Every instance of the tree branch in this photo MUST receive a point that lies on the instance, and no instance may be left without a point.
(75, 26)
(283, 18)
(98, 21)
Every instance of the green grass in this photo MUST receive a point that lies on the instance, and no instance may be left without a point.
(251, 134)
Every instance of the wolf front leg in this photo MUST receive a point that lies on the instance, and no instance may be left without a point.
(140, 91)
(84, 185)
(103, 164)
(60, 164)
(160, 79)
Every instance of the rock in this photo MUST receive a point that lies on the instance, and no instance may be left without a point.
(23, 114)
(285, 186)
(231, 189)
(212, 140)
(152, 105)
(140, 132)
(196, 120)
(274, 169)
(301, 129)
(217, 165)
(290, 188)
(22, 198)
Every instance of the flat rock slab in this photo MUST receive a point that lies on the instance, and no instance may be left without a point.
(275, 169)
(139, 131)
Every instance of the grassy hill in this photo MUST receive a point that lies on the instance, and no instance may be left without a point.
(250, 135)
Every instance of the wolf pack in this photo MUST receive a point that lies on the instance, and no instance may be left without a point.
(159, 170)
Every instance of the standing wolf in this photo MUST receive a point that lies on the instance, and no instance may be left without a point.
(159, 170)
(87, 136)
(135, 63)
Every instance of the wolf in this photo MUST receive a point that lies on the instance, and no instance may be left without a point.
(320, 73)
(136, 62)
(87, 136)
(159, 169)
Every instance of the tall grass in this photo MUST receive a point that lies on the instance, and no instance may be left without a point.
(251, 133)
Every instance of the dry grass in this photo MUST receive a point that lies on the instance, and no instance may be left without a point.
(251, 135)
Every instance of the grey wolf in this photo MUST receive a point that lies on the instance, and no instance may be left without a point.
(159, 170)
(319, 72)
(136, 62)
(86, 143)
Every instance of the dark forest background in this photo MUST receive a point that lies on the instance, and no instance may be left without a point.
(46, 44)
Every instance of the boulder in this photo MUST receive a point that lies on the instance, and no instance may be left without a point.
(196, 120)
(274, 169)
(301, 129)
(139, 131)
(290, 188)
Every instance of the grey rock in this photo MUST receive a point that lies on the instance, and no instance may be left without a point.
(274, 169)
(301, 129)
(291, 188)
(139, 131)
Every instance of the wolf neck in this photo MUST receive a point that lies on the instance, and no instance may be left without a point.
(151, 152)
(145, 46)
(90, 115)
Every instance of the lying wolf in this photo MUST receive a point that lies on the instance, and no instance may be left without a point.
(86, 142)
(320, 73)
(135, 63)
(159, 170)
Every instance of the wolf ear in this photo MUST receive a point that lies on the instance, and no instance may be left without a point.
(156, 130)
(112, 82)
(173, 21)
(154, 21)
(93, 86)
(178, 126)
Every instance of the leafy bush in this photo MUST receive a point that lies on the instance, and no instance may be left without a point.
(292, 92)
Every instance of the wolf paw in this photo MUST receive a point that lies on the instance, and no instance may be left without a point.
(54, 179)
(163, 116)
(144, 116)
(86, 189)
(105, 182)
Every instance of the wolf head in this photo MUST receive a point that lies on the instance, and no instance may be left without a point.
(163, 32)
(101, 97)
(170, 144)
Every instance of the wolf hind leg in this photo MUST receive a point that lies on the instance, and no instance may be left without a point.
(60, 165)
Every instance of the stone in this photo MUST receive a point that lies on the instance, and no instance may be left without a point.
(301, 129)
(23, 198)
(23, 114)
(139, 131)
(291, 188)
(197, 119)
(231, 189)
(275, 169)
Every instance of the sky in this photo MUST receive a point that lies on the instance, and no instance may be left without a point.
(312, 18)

• Work order
Output every entry exactly.

• Result of this exercise
Every instance of the tree branch in this photo MUST receive a point that lies on the instance, and no instance may be left without a point.
(75, 26)
(283, 18)
(98, 21)
Every instance of the green grass in this photo MUST receive a point that lies on the instance, and no instance may be left without a point.
(251, 134)
Every instance of the wolf front leg in this photo MUST receive a point that lies on the instance, and no instance may be left without a point.
(140, 91)
(84, 185)
(103, 164)
(60, 164)
(160, 79)
Every instance of the rock in this photo MUST receive a point that lies on the instance, and no instance may be left without a point.
(23, 114)
(285, 186)
(231, 189)
(212, 140)
(152, 105)
(140, 132)
(196, 120)
(274, 169)
(301, 129)
(217, 165)
(290, 188)
(22, 198)
Every instance of the flat rock slab in this photo MUST receive a point that lies on the instance, and no instance may be left without a point.
(275, 169)
(139, 131)
Every instance of the grassy hill in this photo MUST receive a point that lies on the instance, and no instance may be left without a point.
(250, 135)
Every instance of the wolf pack in this photo MUST receive a point that lies on the instance, and no instance may be left without a point.
(159, 170)
Every instance of the standing wolf in this photo MUST receive a point that lies on the instance, and no instance may be left without a point.
(159, 170)
(87, 136)
(135, 63)
Every instance of the wolf in this photo MUST receive a point that lies on the instance, and no instance may be left without a point.
(320, 73)
(136, 62)
(87, 136)
(159, 169)
Every instance of the tall grass in this photo MUST receive a point that lies on the instance, and no instance may be left without a point.
(251, 133)
Every instance of the dry grass in this photo MUST receive a point that lies on the instance, and no instance may be left without a point.
(251, 135)
Every instance of the grey wolf in this photo MUST receive a point that lies on the instance, and no instance may be left without a point.
(159, 170)
(319, 72)
(136, 62)
(86, 143)
Every instance of the dark forest background in this photo MUST receive a point that lies on the instance, and no instance may be left without a point.
(46, 44)
Every instance of the boulder in this photo MUST receive a point that lies on the instance, and no instance may be left without a point.
(196, 120)
(274, 169)
(301, 129)
(139, 131)
(290, 188)
Every instance of the grey rock in this photo MUST receive a point that lies on the instance, and no instance may be left without a point.
(274, 169)
(301, 129)
(291, 188)
(139, 131)
Every instance of the wolf neck in this photo MUST receive a point that lies on the instance, and no instance may be left without a point.
(151, 152)
(145, 46)
(90, 115)
Every instance of the lying wolf in this photo MUST receive a point that lies on the instance, and no instance may be left without a point.
(86, 142)
(320, 73)
(135, 63)
(159, 170)
Every instance of the wolf ear in this photo MUST receive a point that lies on the instance, and no instance may be left without a point.
(156, 130)
(112, 82)
(173, 21)
(154, 21)
(93, 86)
(178, 126)
Every instance of the leafy bush in this photo MUST receive a point that lies on the instance, and no instance may be left without a point.
(292, 92)
Every instance of the wolf paw in this photo MUST receive a point that lies on the instance, and no instance may be left without a point.
(54, 179)
(163, 116)
(144, 116)
(86, 189)
(105, 182)
Every instance of the wolf head in this photo MUST receive a point that lies on the instance, and no instance may be left without a point.
(163, 32)
(101, 97)
(170, 144)
Every instance of the wolf hind leg in this photo MUST receive a point that lies on the instance, and no instance may be left without a point.
(60, 165)
Every instance of the stone in this photo MUST receive a point that lies on the instance, and no instance may be left without a point.
(301, 129)
(23, 198)
(23, 114)
(139, 131)
(291, 188)
(197, 119)
(231, 189)
(275, 169)
Every instance of the sky in this photo MUST receive a point that lies on the instance, and no instance may be left without a point.
(312, 18)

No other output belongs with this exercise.